### [EXERCISE DESCRIPTION]
Extract from the listing below each line that contains the string "cockpit". Count only matches with the same capitalization.

### [THE RECORDS]

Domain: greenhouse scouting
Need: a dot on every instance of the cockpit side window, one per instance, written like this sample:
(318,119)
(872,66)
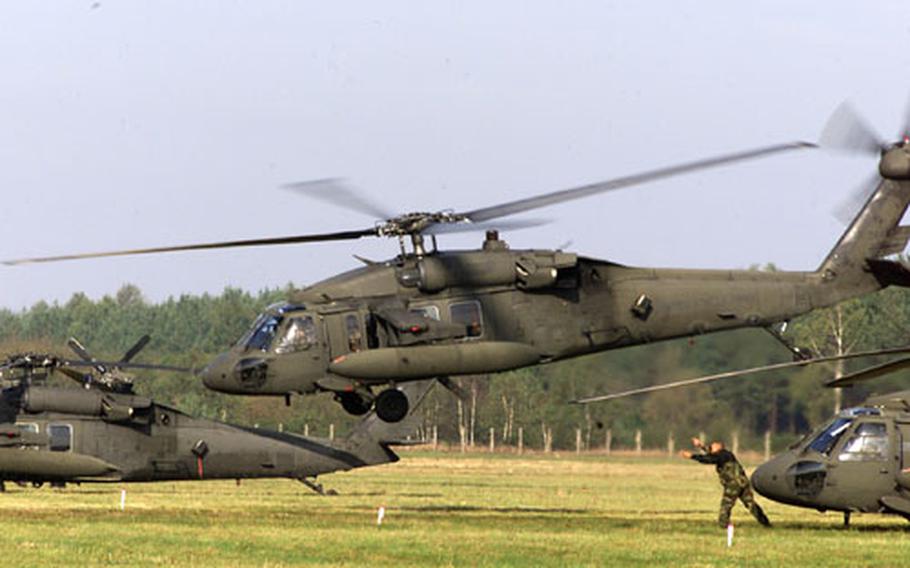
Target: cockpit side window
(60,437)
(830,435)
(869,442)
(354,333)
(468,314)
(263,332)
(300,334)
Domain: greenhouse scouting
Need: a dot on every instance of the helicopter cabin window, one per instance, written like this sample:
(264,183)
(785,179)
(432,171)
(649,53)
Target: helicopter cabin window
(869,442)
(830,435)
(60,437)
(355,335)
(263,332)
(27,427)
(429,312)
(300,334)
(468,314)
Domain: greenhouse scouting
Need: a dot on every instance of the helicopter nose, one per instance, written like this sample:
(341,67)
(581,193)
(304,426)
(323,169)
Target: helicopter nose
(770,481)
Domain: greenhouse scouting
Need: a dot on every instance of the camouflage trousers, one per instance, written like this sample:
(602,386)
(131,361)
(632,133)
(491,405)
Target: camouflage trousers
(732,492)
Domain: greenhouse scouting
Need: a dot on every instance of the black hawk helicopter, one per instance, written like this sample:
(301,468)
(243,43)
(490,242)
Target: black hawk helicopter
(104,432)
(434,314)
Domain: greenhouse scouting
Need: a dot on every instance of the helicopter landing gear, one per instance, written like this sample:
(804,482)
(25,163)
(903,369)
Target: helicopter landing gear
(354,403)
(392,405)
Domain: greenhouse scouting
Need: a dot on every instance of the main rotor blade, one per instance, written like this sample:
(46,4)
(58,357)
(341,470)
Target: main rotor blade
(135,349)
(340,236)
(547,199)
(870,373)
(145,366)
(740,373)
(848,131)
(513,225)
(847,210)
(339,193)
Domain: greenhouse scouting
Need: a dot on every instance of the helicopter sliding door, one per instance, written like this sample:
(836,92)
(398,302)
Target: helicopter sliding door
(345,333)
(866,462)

### [RESULT BELOW]
Need: a dot on every instance of the cockpit side window, one per instance, written like this sample:
Target: cockpit side window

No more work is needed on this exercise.